(Dataset entries)
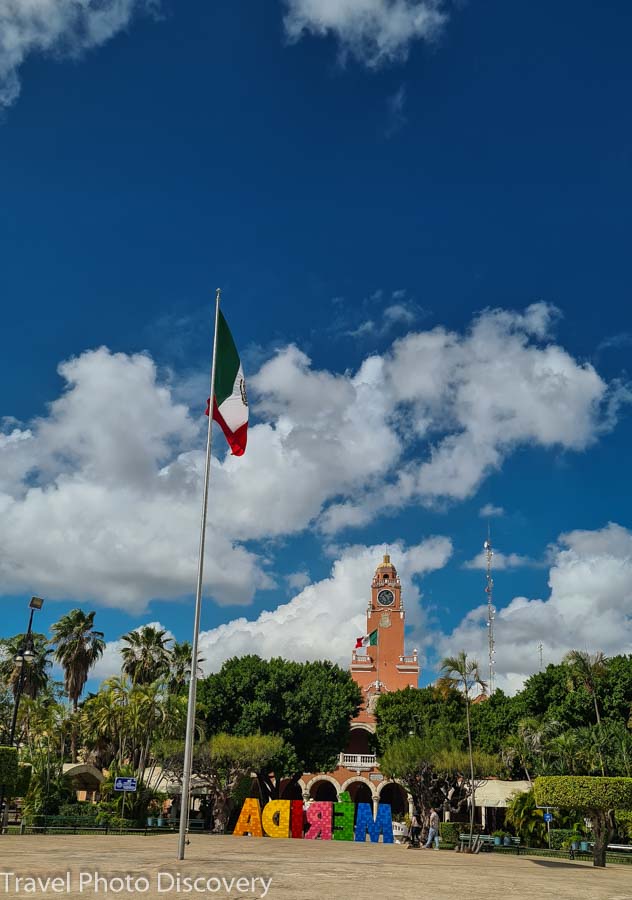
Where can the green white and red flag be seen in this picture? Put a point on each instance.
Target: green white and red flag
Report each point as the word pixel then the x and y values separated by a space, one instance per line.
pixel 368 640
pixel 230 402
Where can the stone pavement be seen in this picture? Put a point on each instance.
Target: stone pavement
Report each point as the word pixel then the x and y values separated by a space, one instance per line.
pixel 234 867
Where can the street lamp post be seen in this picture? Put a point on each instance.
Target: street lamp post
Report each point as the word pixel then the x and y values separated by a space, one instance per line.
pixel 23 658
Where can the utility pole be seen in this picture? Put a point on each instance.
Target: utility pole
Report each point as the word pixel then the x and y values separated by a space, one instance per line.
pixel 491 614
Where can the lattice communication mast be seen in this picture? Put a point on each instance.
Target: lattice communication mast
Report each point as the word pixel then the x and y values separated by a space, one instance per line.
pixel 491 615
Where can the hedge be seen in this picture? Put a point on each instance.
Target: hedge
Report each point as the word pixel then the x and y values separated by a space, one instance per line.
pixel 8 768
pixel 449 831
pixel 560 835
pixel 583 792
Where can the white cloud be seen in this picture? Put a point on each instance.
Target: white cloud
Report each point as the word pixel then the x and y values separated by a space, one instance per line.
pixel 99 499
pixel 500 561
pixel 372 31
pixel 588 608
pixel 59 28
pixel 474 398
pixel 324 619
pixel 88 509
pixel 489 511
pixel 297 580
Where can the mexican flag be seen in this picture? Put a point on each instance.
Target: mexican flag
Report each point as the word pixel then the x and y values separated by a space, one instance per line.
pixel 368 639
pixel 230 403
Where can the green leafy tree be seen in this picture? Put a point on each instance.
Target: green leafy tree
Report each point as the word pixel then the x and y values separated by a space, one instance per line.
pixel 77 648
pixel 221 764
pixel 463 673
pixel 146 655
pixel 526 820
pixel 309 705
pixel 180 667
pixel 436 771
pixel 495 719
pixel 420 711
pixel 597 798
pixel 35 672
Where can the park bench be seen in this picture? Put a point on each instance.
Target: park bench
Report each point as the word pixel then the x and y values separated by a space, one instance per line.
pixel 485 842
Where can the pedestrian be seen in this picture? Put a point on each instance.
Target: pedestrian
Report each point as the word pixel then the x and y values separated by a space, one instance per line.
pixel 415 830
pixel 433 831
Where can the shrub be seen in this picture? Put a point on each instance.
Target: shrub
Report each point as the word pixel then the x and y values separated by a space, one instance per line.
pixel 624 824
pixel 597 797
pixel 584 792
pixel 8 768
pixel 560 837
pixel 449 831
pixel 23 780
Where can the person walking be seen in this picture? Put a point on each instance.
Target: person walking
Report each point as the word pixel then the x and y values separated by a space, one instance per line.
pixel 433 831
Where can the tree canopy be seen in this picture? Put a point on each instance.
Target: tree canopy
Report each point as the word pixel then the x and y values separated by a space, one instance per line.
pixel 309 705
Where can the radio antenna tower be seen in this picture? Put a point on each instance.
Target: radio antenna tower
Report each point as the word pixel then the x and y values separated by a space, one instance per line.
pixel 491 614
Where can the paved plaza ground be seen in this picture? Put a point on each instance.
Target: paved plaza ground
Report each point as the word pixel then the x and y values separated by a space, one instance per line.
pixel 300 870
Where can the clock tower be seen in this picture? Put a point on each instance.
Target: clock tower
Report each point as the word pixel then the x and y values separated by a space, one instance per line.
pixel 383 665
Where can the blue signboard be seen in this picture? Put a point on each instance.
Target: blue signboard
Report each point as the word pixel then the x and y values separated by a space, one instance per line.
pixel 125 784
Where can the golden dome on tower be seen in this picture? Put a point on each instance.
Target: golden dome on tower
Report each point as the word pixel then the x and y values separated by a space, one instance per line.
pixel 386 566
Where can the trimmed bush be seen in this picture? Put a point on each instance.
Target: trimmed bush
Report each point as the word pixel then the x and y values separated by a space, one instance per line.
pixel 597 797
pixel 559 836
pixel 449 831
pixel 624 823
pixel 8 768
pixel 584 792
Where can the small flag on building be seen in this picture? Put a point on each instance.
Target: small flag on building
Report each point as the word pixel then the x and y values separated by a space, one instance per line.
pixel 368 640
pixel 230 403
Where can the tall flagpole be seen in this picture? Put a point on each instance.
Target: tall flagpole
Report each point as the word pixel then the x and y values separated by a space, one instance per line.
pixel 188 747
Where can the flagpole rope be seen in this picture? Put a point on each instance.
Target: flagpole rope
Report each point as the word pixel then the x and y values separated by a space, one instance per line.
pixel 188 747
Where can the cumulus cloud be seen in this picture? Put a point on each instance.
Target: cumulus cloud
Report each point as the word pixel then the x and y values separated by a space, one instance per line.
pixel 324 619
pixel 89 506
pixel 372 31
pixel 99 498
pixel 59 28
pixel 588 607
pixel 489 511
pixel 500 561
pixel 473 399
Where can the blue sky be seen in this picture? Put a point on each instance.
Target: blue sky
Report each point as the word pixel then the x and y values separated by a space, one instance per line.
pixel 419 214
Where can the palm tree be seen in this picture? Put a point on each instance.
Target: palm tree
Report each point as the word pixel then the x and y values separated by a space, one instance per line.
pixel 587 669
pixel 463 673
pixel 180 667
pixel 77 648
pixel 35 671
pixel 146 656
pixel 526 818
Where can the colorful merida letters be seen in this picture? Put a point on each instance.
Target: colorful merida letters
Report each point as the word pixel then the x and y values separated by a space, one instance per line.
pixel 327 821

PROBLEM.
Copy all of the records above word for word, and leave the pictures out of your copy.

TASK RESULT.
Where can the green white and red flag be seen in this picture? Put a point on each instance.
Target: green white and red flag
Report each point as the word pixel then the x and y values separated by a space, one instance per line.
pixel 368 640
pixel 230 402
Where can the stone pavement be seen in this picture? Put a point on each instance.
Target: stone pavement
Report each point as the word pixel then the x and y values separated by a space, one instance per line.
pixel 234 867
Where can the street lamp post be seen in this picture? Put a point on each instance.
Target: street lamp post
Report each point as the word pixel then the x and y values separated by a space, one instance per line.
pixel 23 658
Where can the utility pole be seen in this picture? Put a point on each instance.
Target: utility pole
Report each point as the word pixel then the x and y values separated by a space, one instance per line.
pixel 491 614
Where can the lattice communication mast be seen in this picture? Put a point on each instance.
Target: lattice communication mast
Report each point as the word pixel then the x and y values separated by a space, one instance per line.
pixel 491 615
Where can the hedge be seen in this picture? Put a point on each instance.
Target: hedge
Report each point as the word pixel then the x and y values separated by a space, one instance per line.
pixel 8 768
pixel 449 831
pixel 560 835
pixel 583 792
Where can the white cloud be seen in this picture? Put a point on each instance.
Target: white cloud
Report each point as the word pixel then the x and y values separated by a space, one instance per line.
pixel 99 499
pixel 500 561
pixel 372 31
pixel 588 608
pixel 59 28
pixel 474 398
pixel 324 619
pixel 88 509
pixel 489 511
pixel 297 580
Where can the mexican flag be seen in this picture? Put a point on each instance.
Target: mexican flag
Report each point as the word pixel then the x and y values separated by a space, one instance per line.
pixel 368 639
pixel 230 403
Where can the green leafy tree be seen in this picture? Put a point on each instance.
Target: green leafy tree
Report each point as the word pixel then the x and y values separated by a space, one instance per line.
pixel 77 648
pixel 221 764
pixel 463 673
pixel 146 655
pixel 526 820
pixel 309 705
pixel 180 667
pixel 436 771
pixel 495 719
pixel 420 711
pixel 597 798
pixel 35 672
Where can the park bench be seen in this picture? Put a point on each instance.
Target: park bench
Report each point as the word pixel then the x and y values separated by a space, one instance per line.
pixel 485 842
Where can the pedestrian be seen in this picture? Put a point on each instance.
Target: pedestrian
Report each point as the word pixel then the x and y values separated by a space, one instance per line.
pixel 415 830
pixel 433 831
Where can the shrub be seen in this picture? Put a point on each instance.
Target: shrub
Report each point as the word pixel then the x and y values separated by a space, one instance per line.
pixel 624 824
pixel 597 797
pixel 584 792
pixel 8 768
pixel 560 837
pixel 449 831
pixel 23 780
Where can the person walking be seen in this picture? Put a point on each instance.
Target: person walking
Report each point as the word pixel then the x and y values separated by a space, one instance per line.
pixel 433 831
Where can the tree canopy be seen in this picture? Put a point on each instance.
Target: tree canopy
Report each point as the word pixel then the x and y values separated by a space, one instance per line.
pixel 309 705
Where can the radio antenna tower be seen in this picture? Put a point on each instance.
Target: radio antenna tower
Report each point as the word pixel then the x and y values separated by a space, one instance per line.
pixel 491 614
Where can the paved plaza ground be seen in this picture? Put a point on each instance.
Target: paved plaza ground
Report each point as the word pixel then the x and y values separated by a space, one instance per line.
pixel 300 870
Where can the clock tower be seen in this picture? Put a point on each instance.
Target: clock tower
Report each point as the word pixel then the x and y values separated by a space, one instance per line.
pixel 383 665
Where can the blue signboard be seen in this picture? Put a point on each instance.
Target: blue signboard
Report each point as the word pixel then the x and y values separated by a space, one instance per line.
pixel 125 784
Where can the golden dome on tower be seen in this picture? Put a point on each instance.
Target: golden dome on tower
Report each point as the word pixel then the x and y values separated by a space, one instance per line.
pixel 386 566
Where can the trimmed bush be seen in this picture? Put a point on each instance.
Target: trimmed bush
Report each point as the word pixel then the x and y values separated by a space, one instance per line.
pixel 597 797
pixel 559 836
pixel 449 831
pixel 624 823
pixel 8 768
pixel 584 792
Where can the small flag on building be seen in this picture? Put a point on each instance.
Target: small flag on building
Report each point as the word pixel then the x and y values separated by a space, one instance per line.
pixel 368 640
pixel 230 403
Where can the tall flagpole be seen in this picture? Put a point on each instance.
Target: tall flagpole
Report each point as the word pixel then the x and y values separated by a space, one instance per line.
pixel 188 747
Where can the flagpole rope be seen in this picture? Put a point on each instance.
Target: flagpole rope
Report each point as the word pixel then the x and y values separated by a space, one instance per line.
pixel 188 747
Where can the cumulus cloud be seen in this picture? Put a point on each instance.
Target: cumulus cloud
Report each point as the word pixel then the x and y values separated by a space, one instance per line.
pixel 324 619
pixel 89 506
pixel 372 31
pixel 99 498
pixel 59 28
pixel 588 607
pixel 489 511
pixel 500 561
pixel 473 399
Where can the blue sky be seen in this picture? Put a point on each instance.
Target: blue sky
Report each point as the word pixel then the x and y values separated by a space, one instance per line.
pixel 419 214
Where can the palm tree be seen in this picture? Put a point on each instance.
Target: palm tree
Report each point as the word pixel then the x and y values separated by a space, one instance per line.
pixel 587 669
pixel 463 673
pixel 180 667
pixel 77 648
pixel 35 671
pixel 146 656
pixel 526 818
Where can the colorful merida letters be seen in this picture? Put a point on each instance.
Target: colorful merida letters
Report each point as the word pixel then the x and y values separated by a space, one instance per line.
pixel 327 821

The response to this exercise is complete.